#### Stored rows
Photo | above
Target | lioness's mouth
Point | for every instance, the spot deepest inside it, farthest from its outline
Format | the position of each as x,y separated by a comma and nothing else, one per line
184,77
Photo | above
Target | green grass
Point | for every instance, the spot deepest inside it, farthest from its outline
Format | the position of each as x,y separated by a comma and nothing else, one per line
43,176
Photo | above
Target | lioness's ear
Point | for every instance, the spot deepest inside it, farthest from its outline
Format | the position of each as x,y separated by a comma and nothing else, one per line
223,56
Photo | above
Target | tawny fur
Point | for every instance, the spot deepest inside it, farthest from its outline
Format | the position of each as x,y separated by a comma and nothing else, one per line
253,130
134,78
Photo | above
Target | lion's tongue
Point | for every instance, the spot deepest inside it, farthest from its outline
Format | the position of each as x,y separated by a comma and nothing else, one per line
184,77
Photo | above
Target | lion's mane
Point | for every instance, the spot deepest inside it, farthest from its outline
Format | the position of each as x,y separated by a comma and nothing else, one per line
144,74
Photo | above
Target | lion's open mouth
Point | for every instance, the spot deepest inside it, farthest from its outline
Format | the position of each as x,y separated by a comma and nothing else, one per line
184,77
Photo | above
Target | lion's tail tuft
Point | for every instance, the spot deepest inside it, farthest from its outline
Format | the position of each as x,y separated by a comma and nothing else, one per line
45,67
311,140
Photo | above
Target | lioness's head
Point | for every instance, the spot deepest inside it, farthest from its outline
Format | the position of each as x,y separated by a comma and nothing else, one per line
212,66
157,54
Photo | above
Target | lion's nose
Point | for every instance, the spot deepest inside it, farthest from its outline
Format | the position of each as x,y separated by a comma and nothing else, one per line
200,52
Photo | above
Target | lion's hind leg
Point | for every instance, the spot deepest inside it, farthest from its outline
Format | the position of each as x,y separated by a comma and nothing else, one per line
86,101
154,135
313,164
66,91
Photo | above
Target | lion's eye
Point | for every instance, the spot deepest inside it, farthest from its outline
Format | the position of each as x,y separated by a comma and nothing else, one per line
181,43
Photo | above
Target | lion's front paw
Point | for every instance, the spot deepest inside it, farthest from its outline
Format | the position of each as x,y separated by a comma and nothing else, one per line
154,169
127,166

#### Given problem
How many lines in the rows above contain the string "mouth"? Case counts. Give only the number.

#### Written answer
2